Et c’est parti. Je me suis mis volontairement derrière pour échapper à l’épreuve de la machine à laver
Je marche tranquillement derrière la masse, et une première image forte de la journée me frappe. Celle de centaines de triathlètes déjà dans l’eau, en train de nager dans l’obscurité. Magnifique.
Allez, c’est à mon tour de commencer à nager… Et ça se passe bien. L’eau est bonne (22°), et je suis bien à l’abri des fous furieux situés à l’avant. Cela n’empêche pas un coup de coude dans la joue, mais le gars se retourne pour s’excuser. Pas de mal… 2 tours de bassin sont prévus en longeant de grosses bouées jaunes à laisser sur sa gauche. De toute façon, il suffit de suivre les autres, en prenant soin tout de même de redresser la tête régulièrement afin d’ajuster la direction (on a vite fait de faire de la distance inutile). Je ne suis pas essoufflé, j’ai rapidement posé ma nage. Je suis satisfait. Le passage au-dessus d’algues permet de s’apercevoir de l’allure à laquelle j’avance. C’est super… A ce moment-là, je me dis que c’est mon jour. Je me sens bien…
Le 2ème tour s’annonce, toujours aussi bien. J’ai pris la mauvaise habitude de ne nager qu’avec les bras pour limiter la fatigue des jambes. Elles en verront d’autres très prochainement. Je m’efforce toutefois d’effectuer quelques battements afin d’éviter un phénomène de crampe que j’avais sur la sortie à l’australienne lors du tri de Troyes. Pas de sortie à l’australienne d’ailleurs à Embrun. Étrange, mais bon, c’est plus facile comme cela finalement.
++++++++
À faire
a. Répondez à ces questions sur l'extrait :
(i) Quelle est la température de l'eau ?
(ii) De quel côté faut-il laisser les grosses bouées jaunes ?
(iii) Lors de quel triathlon le nageur avait-il eu une crampe ?
b. Reproduisez tel quel le passage de l'extrait qui va de « Et c’est parti. » jusqu'à « dans l’obscurité. Magnifique. » inclus.

Lignes de données
++++++++
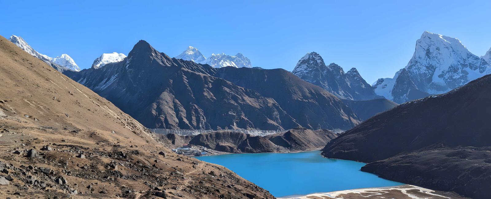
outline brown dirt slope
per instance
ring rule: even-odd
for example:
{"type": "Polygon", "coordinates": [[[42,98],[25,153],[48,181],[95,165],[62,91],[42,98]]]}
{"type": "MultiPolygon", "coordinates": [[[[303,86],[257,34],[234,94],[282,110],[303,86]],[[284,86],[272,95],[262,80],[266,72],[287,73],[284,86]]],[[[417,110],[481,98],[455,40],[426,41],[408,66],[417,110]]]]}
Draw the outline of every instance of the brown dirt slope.
{"type": "Polygon", "coordinates": [[[0,74],[0,198],[273,198],[222,167],[172,153],[2,37],[0,74]]]}

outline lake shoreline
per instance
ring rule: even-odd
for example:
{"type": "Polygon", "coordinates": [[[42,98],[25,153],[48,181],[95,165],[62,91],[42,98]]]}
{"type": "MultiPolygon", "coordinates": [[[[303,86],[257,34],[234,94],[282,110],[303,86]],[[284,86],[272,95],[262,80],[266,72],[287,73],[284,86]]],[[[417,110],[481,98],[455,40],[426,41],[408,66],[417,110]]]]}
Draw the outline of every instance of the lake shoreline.
{"type": "Polygon", "coordinates": [[[320,153],[318,149],[289,153],[231,153],[196,158],[224,166],[275,196],[404,184],[361,172],[360,168],[365,163],[326,158],[320,153]],[[285,175],[286,173],[289,174],[285,175]],[[341,180],[326,181],[326,176],[341,180]]]}
{"type": "Polygon", "coordinates": [[[436,198],[449,198],[452,199],[470,199],[461,196],[454,192],[435,191],[409,184],[388,187],[372,187],[366,188],[348,189],[325,193],[315,193],[306,195],[293,195],[277,197],[278,199],[349,199],[364,197],[367,199],[381,198],[382,197],[396,197],[400,199],[412,199],[412,196],[417,196],[419,198],[437,197],[436,198]]]}
{"type": "MultiPolygon", "coordinates": [[[[229,154],[295,153],[301,153],[302,152],[310,152],[310,151],[316,151],[316,150],[320,151],[321,149],[322,149],[323,148],[318,148],[318,149],[312,149],[312,150],[299,150],[299,151],[289,151],[289,152],[258,152],[258,153],[249,153],[249,152],[229,153],[229,152],[227,152],[219,151],[219,152],[221,152],[220,154],[206,154],[206,155],[201,155],[201,156],[216,156],[216,155],[227,155],[227,154],[229,154]]],[[[319,154],[319,155],[320,155],[320,154],[319,154]]],[[[199,157],[199,156],[193,156],[193,157],[199,157]]],[[[324,156],[323,156],[323,157],[324,157],[324,156]]],[[[330,159],[334,159],[334,158],[330,158],[330,159]]],[[[356,162],[357,162],[357,161],[356,161],[356,162]]]]}

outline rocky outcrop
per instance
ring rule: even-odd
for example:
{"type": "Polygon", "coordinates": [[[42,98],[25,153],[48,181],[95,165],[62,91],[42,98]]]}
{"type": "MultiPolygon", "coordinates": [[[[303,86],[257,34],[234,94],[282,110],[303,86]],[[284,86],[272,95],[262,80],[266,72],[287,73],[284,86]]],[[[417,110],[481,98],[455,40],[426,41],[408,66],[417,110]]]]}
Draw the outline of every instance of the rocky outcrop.
{"type": "Polygon", "coordinates": [[[343,102],[351,108],[355,113],[363,120],[368,120],[372,116],[399,105],[396,102],[385,99],[359,101],[343,100],[343,102]]]}
{"type": "Polygon", "coordinates": [[[333,140],[322,154],[369,163],[362,171],[388,179],[487,198],[490,89],[488,75],[399,105],[333,140]]]}
{"type": "Polygon", "coordinates": [[[320,55],[308,53],[300,59],[292,73],[301,79],[319,86],[340,98],[367,100],[383,98],[375,94],[356,69],[346,74],[334,63],[326,66],[320,55]]]}

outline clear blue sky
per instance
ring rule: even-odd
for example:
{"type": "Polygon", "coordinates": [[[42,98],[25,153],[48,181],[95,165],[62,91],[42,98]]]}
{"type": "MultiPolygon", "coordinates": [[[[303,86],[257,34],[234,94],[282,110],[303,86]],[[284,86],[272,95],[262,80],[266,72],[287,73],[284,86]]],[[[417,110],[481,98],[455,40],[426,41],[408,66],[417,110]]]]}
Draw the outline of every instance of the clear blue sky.
{"type": "Polygon", "coordinates": [[[314,51],[370,84],[405,66],[425,30],[478,56],[491,47],[491,1],[403,1],[9,0],[0,35],[52,57],[68,54],[82,69],[104,52],[127,54],[140,39],[171,57],[192,46],[207,57],[240,52],[254,66],[288,71],[314,51]]]}

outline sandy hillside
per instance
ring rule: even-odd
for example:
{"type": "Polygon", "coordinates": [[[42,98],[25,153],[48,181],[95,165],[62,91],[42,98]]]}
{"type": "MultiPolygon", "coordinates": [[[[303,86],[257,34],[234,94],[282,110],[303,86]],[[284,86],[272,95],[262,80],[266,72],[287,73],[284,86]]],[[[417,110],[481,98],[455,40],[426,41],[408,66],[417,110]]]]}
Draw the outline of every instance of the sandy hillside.
{"type": "Polygon", "coordinates": [[[0,74],[0,198],[273,198],[222,167],[172,153],[1,36],[0,74]]]}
++++++++
Les réponses
a.
(i) 22°
(ii) Sur sa gauche
(iii) Le tri de Troyes

b.
Et c’est parti. Je me suis mis volontairement derrière pour échapper à l’épreuve de la machine à laver
Je marche tranquillement derrière la masse, et une première image forte de la journée me frappe. Celle de centaines de triathlètes déjà dans l’eau, en train de nager dans l’obscurité. Magnifique.